[[ Entries provided, beginning ]]

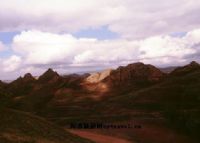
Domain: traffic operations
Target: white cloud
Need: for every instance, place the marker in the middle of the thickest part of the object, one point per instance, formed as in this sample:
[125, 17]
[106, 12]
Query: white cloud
[35, 51]
[42, 48]
[2, 46]
[130, 18]
[11, 64]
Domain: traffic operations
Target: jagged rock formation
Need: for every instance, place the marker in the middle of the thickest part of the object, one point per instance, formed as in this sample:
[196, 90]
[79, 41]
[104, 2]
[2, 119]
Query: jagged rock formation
[186, 69]
[98, 76]
[133, 75]
[48, 76]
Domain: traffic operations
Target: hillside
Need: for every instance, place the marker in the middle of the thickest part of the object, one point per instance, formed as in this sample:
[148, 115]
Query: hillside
[21, 127]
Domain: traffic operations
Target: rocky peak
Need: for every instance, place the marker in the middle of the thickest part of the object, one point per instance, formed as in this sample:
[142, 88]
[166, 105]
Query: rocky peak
[28, 77]
[194, 63]
[49, 75]
[193, 66]
[98, 76]
[134, 74]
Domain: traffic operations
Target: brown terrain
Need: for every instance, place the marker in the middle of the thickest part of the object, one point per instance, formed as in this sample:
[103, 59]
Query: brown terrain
[165, 104]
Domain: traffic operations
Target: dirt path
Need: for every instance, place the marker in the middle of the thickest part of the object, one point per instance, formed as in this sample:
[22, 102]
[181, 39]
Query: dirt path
[98, 138]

[[ Entries provided, end ]]

Please set down the whole listing above exactly and skip every picture.

▸ **Answer box**:
Domain: traffic operations
Target: white cloud
Need: for every instance, place the marker in the middle of the thickest part of the object, one point per instance, formed as in this sample:
[125, 17]
[106, 12]
Query: white cloud
[35, 51]
[42, 48]
[2, 46]
[130, 18]
[11, 64]
Domain: traffic operations
Target: jagged rock formation
Need: for every instance, place the marker in the middle of the thickest part of the object, one point per instance, formed as in this sample:
[196, 90]
[79, 41]
[104, 2]
[2, 119]
Query: jagged rock formation
[186, 69]
[98, 76]
[133, 75]
[48, 76]
Domain: traffic operations
Target: hillside
Need: for every instance, place the marker in the middle of the thickest part of the object, one point per instance, formed as in this sample:
[148, 115]
Query: hillside
[21, 127]
Domain: traffic operations
Target: rocky peak
Need: for every instance, place the marker in the middle of the thickest part of the object, one point per instance, formed as in this sample:
[142, 88]
[166, 105]
Query: rocky peak
[28, 77]
[194, 63]
[49, 75]
[193, 66]
[98, 76]
[134, 74]
Domain: traffic operations
Target: brown terrain
Need: for every instance, place the marker in the middle of the thickest part of the object, one point per instance, formed as in this sample:
[103, 59]
Query: brown terrain
[165, 104]
Domain: traffic operations
Target: dirt path
Need: for every instance, place the marker in the middle of the thickest part of the object, one point per instance, formed as in this sample:
[22, 102]
[181, 39]
Query: dirt path
[98, 138]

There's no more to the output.